-- start --

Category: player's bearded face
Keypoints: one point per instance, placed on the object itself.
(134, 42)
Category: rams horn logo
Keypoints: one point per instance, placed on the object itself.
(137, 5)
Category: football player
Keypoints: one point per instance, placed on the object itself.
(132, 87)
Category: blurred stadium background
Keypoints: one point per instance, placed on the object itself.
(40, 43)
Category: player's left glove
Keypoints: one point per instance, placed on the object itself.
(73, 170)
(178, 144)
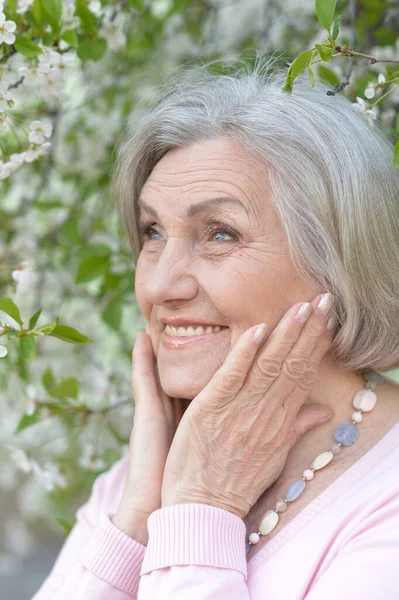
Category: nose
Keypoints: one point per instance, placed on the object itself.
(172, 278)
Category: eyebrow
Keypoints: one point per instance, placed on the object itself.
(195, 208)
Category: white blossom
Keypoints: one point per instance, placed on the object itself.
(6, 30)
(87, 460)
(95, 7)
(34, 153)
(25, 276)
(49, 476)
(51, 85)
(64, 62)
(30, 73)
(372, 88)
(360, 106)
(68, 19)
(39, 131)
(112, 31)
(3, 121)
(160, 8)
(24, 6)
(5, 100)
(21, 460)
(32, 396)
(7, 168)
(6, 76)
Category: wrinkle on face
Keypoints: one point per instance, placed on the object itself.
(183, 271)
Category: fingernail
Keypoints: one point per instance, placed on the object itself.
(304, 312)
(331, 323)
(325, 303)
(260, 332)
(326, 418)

-- end --

REQUIREMENT: Copy out, word for word, the data from the line containing "Category: nose" up to and including its final line.

SOLUTION FOR THIS TASK:
Category: nose
Keypoints: one point per instance, placed on the object itself.
(172, 278)
Category: eyebrow
Keypoints: one point per instance, placed on the object itself.
(195, 208)
Category: white blossom
Keypoints: one point per instance, placed on the object itself.
(6, 30)
(87, 460)
(95, 7)
(34, 153)
(25, 276)
(49, 476)
(51, 85)
(64, 62)
(30, 73)
(372, 88)
(360, 106)
(68, 19)
(39, 131)
(112, 31)
(3, 121)
(160, 8)
(24, 6)
(5, 100)
(21, 460)
(32, 396)
(7, 168)
(6, 76)
Category: wrinkle on face
Keypoints: one point per instance, placed on the object itself.
(183, 271)
Category: fingernail
Keypoints: one point per instance, placed on the object itself.
(304, 312)
(331, 323)
(325, 303)
(260, 332)
(326, 418)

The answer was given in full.